## DESCRIPTION OF THE TASK
Locate each line in the entries below that contains the string "woman" and copy those lines out.

[A run of entries]

==========

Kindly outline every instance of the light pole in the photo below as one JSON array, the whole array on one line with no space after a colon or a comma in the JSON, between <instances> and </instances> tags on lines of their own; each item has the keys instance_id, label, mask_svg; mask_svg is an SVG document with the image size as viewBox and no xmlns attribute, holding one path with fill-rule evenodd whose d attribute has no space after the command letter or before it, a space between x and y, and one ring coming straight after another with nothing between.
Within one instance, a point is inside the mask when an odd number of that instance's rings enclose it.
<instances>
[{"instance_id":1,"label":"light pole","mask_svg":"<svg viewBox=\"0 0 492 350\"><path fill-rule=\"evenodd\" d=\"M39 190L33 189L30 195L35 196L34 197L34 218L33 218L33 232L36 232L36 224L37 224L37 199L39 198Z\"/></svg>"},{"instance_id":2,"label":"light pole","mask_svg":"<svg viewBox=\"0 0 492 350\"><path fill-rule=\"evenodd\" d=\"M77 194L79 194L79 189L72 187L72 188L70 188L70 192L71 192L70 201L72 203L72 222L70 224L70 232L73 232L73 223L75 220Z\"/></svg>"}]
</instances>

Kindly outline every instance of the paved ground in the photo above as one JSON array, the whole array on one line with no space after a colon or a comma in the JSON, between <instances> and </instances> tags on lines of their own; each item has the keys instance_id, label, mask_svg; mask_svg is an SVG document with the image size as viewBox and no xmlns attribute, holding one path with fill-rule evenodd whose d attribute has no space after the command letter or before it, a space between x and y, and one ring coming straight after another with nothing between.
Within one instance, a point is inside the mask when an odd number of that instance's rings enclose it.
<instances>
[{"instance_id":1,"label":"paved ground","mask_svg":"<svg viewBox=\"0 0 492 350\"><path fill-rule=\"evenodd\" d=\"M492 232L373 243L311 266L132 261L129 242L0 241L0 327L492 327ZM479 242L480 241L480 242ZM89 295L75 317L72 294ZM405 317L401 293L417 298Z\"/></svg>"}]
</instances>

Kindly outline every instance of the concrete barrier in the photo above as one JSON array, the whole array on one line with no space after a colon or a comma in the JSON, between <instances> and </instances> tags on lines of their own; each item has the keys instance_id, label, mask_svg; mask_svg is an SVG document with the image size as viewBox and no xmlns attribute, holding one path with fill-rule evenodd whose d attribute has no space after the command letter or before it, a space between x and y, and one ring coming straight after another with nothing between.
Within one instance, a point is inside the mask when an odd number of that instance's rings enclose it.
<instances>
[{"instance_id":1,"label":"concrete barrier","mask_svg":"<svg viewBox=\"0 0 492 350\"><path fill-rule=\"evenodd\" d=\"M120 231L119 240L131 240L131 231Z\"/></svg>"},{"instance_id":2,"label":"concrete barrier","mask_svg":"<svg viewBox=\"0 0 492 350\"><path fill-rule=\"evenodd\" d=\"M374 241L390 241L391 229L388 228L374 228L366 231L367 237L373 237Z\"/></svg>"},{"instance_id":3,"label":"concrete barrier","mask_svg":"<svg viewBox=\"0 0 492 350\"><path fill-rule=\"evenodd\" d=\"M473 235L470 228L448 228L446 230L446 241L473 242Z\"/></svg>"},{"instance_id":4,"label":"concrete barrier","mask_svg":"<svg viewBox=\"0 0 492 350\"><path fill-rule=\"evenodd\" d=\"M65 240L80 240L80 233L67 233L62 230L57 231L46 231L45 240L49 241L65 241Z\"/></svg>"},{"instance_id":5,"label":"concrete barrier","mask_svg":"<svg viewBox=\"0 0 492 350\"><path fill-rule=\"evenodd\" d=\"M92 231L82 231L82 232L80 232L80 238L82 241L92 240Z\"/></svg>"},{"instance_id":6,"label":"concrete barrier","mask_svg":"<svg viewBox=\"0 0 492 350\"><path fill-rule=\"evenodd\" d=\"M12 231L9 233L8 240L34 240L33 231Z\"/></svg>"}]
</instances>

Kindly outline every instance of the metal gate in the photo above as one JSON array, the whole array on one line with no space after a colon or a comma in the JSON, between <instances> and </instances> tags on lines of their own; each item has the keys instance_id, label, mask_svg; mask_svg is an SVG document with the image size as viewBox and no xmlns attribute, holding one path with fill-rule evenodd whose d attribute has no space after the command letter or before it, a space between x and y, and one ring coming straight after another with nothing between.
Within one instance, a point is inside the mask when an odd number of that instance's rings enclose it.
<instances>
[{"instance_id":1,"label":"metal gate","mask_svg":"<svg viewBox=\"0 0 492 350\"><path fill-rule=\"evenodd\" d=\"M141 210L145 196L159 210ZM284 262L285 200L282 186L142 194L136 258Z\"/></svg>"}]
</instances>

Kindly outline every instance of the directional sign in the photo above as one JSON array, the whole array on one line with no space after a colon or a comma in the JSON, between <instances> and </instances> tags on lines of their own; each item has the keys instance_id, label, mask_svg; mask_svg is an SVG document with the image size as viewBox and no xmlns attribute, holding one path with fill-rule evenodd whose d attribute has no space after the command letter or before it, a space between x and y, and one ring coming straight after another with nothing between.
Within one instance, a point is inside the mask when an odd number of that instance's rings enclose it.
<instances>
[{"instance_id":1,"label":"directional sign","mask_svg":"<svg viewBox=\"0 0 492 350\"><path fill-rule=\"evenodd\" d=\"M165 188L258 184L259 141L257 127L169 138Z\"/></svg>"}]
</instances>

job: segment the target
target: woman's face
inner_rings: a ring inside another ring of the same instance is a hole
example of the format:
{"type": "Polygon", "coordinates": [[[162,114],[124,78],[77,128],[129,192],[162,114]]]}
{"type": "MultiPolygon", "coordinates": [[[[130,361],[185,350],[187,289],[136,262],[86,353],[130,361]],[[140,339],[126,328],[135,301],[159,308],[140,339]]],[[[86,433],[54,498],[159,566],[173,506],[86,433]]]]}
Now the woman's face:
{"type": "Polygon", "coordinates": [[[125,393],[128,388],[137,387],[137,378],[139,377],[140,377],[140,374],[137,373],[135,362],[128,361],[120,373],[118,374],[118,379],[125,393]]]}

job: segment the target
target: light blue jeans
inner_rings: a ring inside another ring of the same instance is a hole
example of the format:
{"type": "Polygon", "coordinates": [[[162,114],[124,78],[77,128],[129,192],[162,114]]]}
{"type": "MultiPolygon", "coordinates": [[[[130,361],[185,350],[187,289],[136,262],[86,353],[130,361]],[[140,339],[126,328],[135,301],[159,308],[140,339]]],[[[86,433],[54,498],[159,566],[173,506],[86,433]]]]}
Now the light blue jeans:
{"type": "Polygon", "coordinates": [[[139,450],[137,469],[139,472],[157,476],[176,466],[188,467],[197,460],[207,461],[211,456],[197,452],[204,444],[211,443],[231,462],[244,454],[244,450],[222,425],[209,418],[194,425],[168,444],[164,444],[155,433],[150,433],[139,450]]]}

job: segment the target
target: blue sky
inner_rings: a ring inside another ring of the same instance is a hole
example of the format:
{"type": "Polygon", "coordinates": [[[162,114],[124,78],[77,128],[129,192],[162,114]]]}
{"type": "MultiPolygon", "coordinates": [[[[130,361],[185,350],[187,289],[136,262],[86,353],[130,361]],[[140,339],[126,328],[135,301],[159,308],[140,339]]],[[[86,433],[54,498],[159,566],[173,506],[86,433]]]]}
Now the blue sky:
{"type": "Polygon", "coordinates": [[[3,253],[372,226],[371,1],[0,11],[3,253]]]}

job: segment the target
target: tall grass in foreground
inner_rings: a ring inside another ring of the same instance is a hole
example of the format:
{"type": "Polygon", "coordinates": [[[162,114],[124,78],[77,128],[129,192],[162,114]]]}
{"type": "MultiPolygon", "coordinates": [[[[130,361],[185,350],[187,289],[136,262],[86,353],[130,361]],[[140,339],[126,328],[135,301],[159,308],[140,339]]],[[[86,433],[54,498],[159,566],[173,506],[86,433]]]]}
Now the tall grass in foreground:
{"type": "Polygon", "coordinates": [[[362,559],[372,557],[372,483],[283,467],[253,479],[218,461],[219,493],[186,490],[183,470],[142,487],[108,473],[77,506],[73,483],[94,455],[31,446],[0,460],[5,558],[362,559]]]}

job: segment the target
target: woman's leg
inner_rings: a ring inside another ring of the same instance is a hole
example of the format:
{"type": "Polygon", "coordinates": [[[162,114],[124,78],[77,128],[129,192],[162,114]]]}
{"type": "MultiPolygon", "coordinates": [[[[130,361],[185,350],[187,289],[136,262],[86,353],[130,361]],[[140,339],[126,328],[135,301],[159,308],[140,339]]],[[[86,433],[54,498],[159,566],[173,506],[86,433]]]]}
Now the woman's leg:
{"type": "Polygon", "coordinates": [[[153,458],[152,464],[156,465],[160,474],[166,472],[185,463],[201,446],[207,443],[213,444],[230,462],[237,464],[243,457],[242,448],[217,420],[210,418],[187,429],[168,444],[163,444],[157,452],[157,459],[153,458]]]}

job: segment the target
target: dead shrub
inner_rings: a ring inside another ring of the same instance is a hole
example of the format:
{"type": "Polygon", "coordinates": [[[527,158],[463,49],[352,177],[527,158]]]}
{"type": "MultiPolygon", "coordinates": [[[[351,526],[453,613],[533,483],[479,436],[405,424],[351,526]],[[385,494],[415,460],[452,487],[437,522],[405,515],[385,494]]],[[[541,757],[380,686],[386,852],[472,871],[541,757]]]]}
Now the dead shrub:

==========

## ANSWER FOR THIS EXERCISE
target: woman's face
Now the woman's face:
target: woman's leg
Now the woman's leg:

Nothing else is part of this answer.